::: Passage to read :::

- Directed by: Rosvita Dransfeld
- Written by: Rosvita Dransfeld
- Produced by: Rosvita Dransfeld
- Starring: David Woolfson Chris Hoard
- Cinematography: Sergio Olivares
- Edited by: Scott Parker
- Music by: Louis Sedmark Van Wilmott
- Production company: ID Productions
- Distributed by: TVOntario
- Release date: 2009;
- Running time: 77 minutes
- Country: Canada
- Language: English

= Broke (2009 film) =

Broke is a Canadian documentary film, directed by Rosvita Dransfeld and released in 2009. The film centres on the friendship between David Woolfson, a pawn shop owner in Edmonton, Alberta, and Chris Hoard, an ex-convict who volunteers as an assistant to Woolfson in the shop.

:::

*Task set*:
A) For each statement, say yes or no as to whether the Broke article supports it, and quote the words that decide it: (i) The film runs 77 minutes. (ii) Chris Hoard owns the pawn shop. (iii) Scott Parker edited the film.
B) Swap "documentary" for "feature" and write out the Broke article from "Broke is a Canadian" to "in the shop.".
C) Write the next part of the Broke article, starting after its last sentence.
The listing that comes after has nothing to do with the Broke article.

::: Extracted information :::

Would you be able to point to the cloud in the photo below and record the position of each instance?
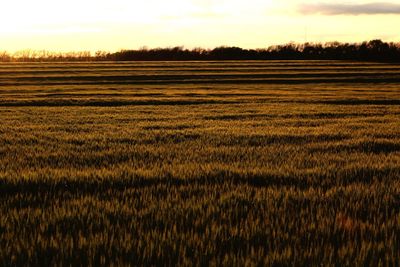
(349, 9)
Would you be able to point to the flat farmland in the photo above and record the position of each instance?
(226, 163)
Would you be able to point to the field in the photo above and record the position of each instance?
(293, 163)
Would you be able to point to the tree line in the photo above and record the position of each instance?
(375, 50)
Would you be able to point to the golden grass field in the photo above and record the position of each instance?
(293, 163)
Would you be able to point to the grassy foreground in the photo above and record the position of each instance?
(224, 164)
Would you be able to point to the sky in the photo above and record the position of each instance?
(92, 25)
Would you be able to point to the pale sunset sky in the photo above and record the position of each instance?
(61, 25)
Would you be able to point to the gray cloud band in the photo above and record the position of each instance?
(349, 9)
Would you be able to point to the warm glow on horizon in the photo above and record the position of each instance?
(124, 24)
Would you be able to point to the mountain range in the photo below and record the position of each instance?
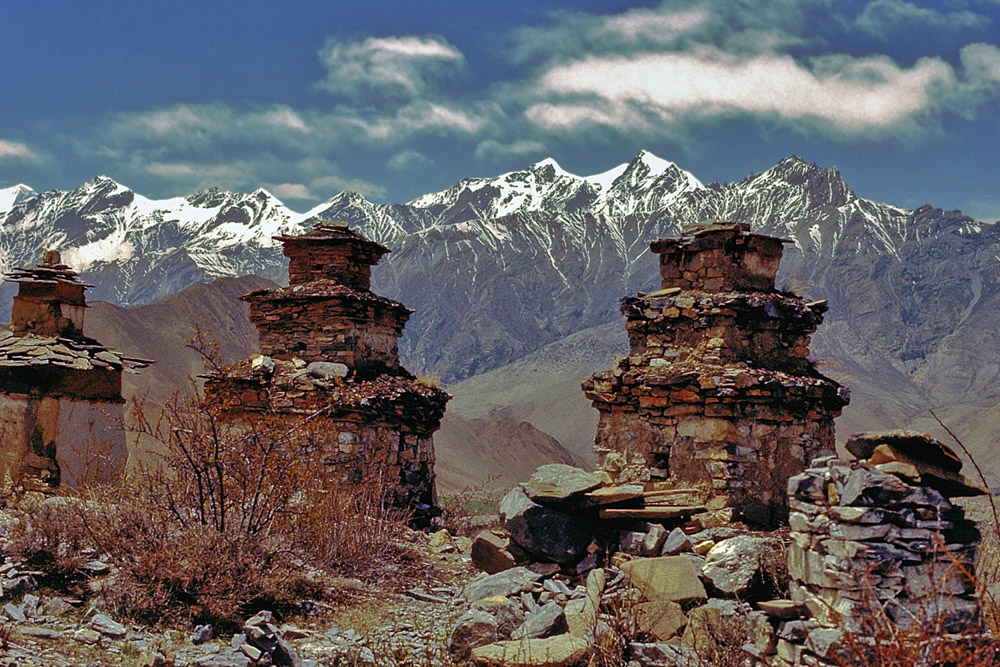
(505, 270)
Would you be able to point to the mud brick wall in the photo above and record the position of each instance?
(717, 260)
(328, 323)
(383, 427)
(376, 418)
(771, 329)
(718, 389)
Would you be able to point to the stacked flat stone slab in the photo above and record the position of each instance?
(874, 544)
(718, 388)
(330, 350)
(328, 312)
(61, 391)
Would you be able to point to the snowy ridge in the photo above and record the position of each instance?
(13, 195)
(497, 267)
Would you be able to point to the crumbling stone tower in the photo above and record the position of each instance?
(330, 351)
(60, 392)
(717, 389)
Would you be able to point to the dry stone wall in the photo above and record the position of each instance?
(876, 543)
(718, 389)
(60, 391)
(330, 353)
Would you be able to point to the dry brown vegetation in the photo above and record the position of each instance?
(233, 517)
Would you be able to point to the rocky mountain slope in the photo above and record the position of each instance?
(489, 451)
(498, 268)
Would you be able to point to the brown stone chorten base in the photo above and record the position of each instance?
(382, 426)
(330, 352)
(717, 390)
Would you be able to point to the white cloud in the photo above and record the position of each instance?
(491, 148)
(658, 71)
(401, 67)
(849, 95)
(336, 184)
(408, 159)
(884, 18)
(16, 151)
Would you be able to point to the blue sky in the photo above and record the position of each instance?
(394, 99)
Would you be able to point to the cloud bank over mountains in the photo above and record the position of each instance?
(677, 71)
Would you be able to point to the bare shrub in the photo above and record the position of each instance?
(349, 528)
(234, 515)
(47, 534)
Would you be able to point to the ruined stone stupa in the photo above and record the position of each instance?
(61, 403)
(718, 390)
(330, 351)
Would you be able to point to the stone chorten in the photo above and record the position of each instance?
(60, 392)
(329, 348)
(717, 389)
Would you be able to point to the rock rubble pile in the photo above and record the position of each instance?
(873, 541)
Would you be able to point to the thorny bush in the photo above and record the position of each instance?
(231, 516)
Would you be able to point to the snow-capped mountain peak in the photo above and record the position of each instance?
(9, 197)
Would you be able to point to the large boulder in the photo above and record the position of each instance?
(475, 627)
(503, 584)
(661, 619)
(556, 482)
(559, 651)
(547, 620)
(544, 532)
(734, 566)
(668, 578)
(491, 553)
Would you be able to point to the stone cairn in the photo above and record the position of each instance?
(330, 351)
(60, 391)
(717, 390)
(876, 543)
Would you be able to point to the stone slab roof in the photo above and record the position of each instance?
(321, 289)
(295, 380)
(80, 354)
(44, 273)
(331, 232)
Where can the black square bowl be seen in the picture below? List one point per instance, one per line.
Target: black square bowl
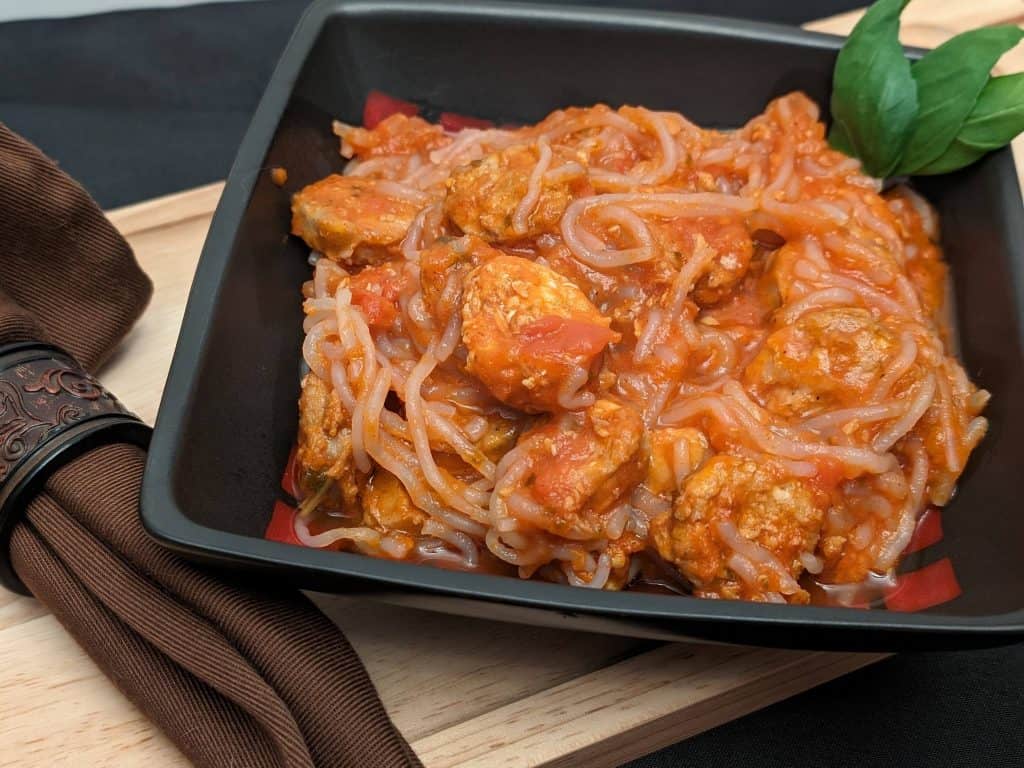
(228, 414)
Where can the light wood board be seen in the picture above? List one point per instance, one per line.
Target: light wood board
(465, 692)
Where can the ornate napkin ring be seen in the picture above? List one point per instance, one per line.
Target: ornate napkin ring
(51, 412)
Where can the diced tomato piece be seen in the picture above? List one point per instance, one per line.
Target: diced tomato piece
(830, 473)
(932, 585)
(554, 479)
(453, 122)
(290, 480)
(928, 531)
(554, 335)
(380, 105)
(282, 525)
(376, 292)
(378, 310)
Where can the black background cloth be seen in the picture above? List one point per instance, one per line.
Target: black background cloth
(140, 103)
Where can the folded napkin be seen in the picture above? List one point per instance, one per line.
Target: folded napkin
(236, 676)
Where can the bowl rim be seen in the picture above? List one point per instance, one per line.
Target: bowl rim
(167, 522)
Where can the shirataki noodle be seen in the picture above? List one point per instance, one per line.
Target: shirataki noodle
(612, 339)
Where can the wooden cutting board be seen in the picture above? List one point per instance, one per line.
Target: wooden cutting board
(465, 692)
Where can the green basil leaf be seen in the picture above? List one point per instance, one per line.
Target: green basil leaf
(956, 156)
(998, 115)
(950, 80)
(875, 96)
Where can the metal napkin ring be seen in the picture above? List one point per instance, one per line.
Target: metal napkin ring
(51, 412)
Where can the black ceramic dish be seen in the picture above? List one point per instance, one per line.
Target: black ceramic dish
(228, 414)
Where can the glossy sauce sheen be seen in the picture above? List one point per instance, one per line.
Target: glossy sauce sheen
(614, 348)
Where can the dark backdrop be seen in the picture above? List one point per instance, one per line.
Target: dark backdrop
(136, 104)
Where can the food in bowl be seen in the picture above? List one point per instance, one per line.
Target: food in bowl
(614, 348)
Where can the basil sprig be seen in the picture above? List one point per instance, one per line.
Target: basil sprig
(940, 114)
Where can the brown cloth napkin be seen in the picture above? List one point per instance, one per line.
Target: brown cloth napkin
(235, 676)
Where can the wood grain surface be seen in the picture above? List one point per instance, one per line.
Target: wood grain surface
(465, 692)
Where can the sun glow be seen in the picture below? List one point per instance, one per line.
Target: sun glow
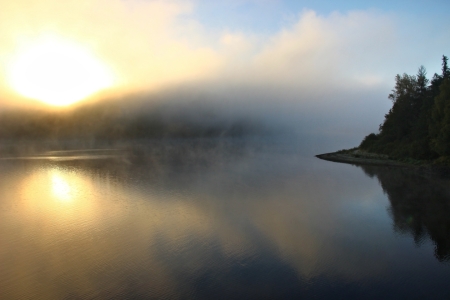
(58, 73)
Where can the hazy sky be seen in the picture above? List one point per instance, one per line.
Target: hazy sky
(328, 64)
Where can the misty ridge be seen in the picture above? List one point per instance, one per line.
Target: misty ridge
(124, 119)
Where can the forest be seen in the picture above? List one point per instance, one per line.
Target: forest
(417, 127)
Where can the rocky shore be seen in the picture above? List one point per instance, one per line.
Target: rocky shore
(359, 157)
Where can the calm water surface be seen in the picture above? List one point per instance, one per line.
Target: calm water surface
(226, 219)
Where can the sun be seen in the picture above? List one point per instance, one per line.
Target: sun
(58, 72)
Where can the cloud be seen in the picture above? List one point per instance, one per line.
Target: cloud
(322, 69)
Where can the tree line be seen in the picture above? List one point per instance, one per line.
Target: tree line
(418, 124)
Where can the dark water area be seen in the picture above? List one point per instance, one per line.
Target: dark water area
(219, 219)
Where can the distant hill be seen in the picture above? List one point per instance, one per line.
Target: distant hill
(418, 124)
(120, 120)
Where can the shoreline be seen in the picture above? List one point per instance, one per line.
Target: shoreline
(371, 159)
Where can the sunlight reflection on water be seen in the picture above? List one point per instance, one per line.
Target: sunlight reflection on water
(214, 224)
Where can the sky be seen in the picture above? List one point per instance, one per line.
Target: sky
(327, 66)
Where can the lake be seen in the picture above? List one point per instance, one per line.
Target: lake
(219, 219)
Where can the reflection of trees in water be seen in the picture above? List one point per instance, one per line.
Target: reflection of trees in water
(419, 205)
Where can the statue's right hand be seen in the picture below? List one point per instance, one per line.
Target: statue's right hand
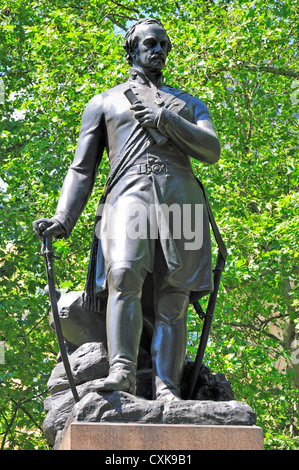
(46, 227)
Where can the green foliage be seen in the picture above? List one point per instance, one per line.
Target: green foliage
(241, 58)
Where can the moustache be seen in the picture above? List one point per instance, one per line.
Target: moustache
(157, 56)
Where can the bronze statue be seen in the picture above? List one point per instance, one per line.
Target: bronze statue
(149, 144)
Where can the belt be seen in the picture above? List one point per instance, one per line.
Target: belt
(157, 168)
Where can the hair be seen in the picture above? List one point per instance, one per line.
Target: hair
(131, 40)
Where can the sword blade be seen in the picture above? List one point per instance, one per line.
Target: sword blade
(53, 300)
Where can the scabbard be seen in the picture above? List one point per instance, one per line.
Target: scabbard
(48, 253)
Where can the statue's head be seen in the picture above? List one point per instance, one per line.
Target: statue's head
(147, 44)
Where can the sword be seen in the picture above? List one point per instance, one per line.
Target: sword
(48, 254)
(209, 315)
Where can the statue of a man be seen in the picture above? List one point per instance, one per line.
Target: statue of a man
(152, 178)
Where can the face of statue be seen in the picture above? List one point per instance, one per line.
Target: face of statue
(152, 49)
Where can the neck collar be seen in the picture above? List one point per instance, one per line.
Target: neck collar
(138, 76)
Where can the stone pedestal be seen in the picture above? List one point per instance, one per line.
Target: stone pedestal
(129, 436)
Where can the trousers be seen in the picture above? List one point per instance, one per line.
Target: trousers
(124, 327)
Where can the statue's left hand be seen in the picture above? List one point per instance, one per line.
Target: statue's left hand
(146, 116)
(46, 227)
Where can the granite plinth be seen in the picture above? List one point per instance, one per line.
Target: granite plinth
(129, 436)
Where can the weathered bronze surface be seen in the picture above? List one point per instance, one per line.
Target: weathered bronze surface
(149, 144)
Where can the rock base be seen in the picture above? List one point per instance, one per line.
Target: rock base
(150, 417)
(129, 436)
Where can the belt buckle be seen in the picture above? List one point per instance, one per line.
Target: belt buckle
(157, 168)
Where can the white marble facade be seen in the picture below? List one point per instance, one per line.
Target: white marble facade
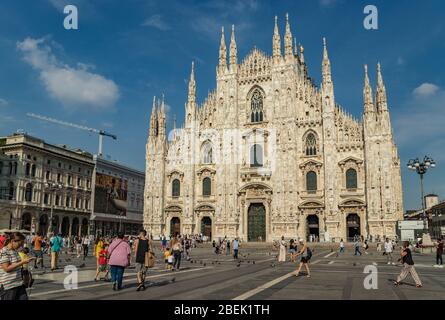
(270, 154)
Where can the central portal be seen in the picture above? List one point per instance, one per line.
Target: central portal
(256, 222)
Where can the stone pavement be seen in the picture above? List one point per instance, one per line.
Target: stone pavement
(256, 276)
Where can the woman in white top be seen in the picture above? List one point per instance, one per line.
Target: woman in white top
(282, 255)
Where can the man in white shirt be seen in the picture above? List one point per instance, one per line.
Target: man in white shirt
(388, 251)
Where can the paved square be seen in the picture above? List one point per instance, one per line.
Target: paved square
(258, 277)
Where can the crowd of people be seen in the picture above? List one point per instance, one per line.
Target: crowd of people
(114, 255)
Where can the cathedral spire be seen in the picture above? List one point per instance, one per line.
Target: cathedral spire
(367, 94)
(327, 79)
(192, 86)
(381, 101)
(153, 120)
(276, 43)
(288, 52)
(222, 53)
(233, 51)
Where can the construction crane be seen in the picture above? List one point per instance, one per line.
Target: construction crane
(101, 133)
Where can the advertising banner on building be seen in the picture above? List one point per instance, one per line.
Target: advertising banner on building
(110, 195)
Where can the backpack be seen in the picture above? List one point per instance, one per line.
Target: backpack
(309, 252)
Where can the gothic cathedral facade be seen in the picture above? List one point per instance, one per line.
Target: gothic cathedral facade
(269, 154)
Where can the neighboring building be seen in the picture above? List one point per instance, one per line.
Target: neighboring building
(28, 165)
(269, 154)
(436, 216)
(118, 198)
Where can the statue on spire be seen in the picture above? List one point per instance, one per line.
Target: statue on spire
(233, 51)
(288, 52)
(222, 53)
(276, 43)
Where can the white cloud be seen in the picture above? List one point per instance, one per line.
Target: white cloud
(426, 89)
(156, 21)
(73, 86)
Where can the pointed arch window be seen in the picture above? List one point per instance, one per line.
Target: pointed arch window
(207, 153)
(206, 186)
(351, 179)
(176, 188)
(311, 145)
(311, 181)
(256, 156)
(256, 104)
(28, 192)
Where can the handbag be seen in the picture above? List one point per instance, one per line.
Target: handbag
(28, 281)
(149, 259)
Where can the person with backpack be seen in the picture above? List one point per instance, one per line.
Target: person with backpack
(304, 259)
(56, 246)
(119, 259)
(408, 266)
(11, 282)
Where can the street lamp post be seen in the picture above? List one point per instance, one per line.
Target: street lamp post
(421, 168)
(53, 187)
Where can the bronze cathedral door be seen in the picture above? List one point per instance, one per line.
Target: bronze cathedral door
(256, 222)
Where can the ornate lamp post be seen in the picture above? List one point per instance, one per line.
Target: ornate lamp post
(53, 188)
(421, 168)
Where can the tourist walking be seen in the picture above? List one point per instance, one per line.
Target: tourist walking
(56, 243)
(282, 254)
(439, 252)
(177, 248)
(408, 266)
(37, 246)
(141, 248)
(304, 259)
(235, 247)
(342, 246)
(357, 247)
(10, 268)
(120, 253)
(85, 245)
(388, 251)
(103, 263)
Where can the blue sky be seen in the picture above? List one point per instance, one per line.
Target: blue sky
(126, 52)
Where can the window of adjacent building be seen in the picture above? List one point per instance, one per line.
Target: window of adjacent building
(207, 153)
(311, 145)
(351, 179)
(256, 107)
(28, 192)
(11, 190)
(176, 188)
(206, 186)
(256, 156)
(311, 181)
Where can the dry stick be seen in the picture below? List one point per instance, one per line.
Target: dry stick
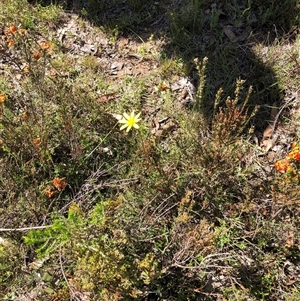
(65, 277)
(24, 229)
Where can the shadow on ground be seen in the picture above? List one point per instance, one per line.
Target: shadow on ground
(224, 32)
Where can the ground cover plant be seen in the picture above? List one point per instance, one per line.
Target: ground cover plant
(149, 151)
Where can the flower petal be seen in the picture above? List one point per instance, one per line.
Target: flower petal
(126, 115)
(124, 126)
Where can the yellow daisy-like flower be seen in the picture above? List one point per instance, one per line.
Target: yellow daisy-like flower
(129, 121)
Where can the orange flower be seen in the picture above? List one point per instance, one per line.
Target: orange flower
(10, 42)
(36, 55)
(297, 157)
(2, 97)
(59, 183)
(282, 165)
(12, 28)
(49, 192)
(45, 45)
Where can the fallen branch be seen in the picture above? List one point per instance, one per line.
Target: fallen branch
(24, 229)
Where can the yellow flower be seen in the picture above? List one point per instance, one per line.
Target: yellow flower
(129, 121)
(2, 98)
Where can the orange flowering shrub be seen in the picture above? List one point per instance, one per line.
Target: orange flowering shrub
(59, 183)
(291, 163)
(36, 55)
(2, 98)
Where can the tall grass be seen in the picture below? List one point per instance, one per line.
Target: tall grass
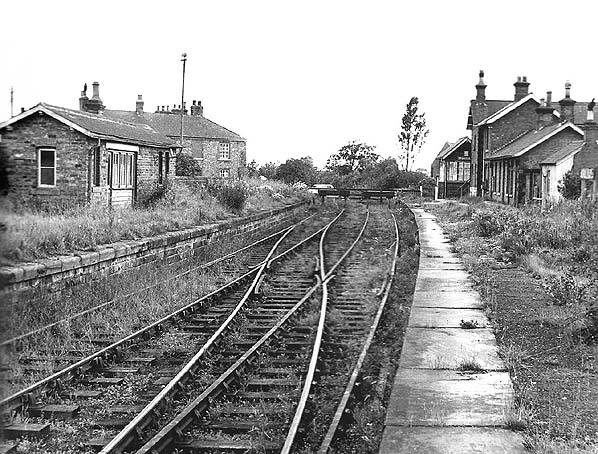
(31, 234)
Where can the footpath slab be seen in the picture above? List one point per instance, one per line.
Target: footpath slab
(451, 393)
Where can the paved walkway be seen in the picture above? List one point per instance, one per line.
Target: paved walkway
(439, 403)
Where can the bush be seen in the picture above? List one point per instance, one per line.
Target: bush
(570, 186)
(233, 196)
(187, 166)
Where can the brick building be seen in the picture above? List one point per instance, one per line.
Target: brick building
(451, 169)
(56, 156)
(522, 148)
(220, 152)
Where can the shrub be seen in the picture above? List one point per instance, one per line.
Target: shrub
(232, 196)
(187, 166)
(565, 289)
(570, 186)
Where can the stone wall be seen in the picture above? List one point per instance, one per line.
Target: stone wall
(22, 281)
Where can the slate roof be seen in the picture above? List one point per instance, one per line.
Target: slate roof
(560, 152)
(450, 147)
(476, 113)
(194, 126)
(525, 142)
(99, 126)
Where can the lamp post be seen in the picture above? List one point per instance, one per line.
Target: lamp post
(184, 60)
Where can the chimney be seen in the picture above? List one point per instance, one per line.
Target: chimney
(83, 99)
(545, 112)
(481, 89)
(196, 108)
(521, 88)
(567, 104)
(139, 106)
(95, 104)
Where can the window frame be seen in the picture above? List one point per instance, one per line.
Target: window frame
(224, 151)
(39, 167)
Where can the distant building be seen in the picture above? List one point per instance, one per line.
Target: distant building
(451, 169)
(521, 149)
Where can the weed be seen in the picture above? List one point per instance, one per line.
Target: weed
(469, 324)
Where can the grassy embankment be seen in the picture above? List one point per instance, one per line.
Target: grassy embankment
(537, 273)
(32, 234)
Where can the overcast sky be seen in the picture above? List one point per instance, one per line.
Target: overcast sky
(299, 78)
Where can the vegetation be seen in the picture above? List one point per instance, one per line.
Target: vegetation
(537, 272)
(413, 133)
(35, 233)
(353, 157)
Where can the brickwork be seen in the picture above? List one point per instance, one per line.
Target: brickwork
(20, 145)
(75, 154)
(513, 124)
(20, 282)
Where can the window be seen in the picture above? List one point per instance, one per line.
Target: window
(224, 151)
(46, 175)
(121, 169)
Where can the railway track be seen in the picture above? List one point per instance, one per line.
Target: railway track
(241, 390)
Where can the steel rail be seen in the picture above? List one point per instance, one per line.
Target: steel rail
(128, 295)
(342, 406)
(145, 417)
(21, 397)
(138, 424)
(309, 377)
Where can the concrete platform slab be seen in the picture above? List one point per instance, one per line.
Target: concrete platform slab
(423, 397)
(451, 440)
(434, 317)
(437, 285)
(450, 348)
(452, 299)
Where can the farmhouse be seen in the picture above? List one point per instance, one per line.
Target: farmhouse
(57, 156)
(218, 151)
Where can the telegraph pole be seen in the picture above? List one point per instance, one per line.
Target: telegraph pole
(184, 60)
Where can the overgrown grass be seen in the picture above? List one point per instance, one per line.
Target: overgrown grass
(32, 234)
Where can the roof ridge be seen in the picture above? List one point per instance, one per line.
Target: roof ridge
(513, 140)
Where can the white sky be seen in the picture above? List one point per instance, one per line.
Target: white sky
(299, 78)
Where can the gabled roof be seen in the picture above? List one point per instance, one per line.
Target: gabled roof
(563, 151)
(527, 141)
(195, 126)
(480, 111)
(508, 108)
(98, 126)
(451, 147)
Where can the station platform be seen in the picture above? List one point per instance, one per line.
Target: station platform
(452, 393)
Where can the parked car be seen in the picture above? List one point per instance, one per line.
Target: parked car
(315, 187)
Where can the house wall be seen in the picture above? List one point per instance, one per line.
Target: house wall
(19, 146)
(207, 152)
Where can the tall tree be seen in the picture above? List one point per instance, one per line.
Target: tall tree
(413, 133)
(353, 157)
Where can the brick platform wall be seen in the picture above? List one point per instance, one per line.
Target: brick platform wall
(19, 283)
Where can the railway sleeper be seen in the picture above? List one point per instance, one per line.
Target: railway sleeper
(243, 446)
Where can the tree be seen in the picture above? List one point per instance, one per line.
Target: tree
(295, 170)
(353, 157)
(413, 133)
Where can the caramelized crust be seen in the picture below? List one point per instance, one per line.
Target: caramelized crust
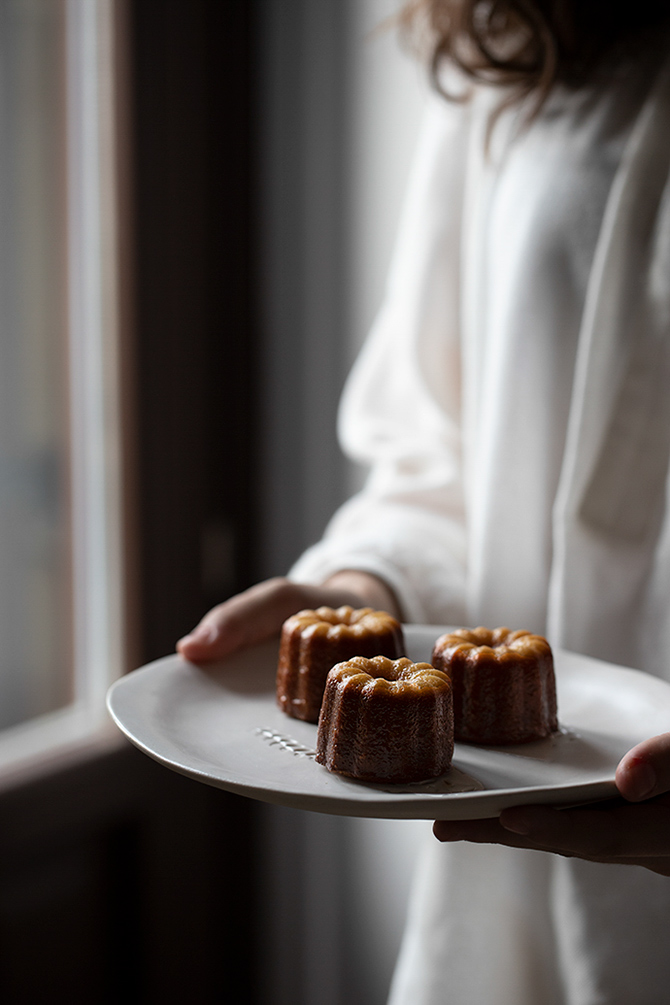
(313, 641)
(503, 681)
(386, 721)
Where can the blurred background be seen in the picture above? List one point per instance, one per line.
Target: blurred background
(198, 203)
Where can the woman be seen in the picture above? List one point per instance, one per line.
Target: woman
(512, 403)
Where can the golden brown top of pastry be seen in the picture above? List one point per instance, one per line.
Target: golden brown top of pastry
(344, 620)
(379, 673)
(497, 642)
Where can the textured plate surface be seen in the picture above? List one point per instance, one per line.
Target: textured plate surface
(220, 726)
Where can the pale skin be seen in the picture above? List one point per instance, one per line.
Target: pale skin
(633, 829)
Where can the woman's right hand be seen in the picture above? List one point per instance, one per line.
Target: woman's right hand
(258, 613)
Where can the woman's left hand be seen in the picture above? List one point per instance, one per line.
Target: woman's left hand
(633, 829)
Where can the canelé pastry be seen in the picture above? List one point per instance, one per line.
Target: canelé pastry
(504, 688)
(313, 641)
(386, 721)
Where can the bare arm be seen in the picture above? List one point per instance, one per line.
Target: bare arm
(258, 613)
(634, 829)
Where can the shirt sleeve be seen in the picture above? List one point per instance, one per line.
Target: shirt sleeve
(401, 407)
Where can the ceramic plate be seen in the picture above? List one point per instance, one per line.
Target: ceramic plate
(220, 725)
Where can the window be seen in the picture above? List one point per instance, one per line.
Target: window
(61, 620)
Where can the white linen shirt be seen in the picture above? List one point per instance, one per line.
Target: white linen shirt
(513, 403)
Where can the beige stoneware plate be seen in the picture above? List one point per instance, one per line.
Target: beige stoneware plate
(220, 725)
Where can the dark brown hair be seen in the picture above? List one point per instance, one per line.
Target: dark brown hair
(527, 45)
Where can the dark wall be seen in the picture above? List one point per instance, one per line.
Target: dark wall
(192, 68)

:::

*Answers to this exercise*:
A)
(i) Yes: "Running time: 77 minutes"
(ii) No: "David Woolfson, a pawn shop owner in Edmonton, Alberta"
(iii) Yes: "Edited by: Scott Parker"

B)
Broke is a Canadian feature film, directed by Rosvita Dransfeld and released in 2009. The film centres on the friendship between David Woolfson, a pawn shop owner in Edmonton, Alberta, and Chris Hoard, an ex-convict who volunteers as an assistant to Woolfson in the shop.

C)
The film premiered at the 2009 Hot Docs Canadian International Documentary Festival, and was screened at the 2009 Vancouver International Film Festival and the 2009 Global Visions Film Festival, before having its television premiere on March 3, 2010 as an episode of TVOntario's documentary series The View from Here.

The film won the Donald Brittain Award for Best Social or Political Documentary Program at the 25th Gemini Awards in 2010.

Hoard was again featured in Dransfeld's 2014 film Anti-Social Limited, which was a Donald Brittain Award nominee at the 4th Canadian Screen Awards in 2016.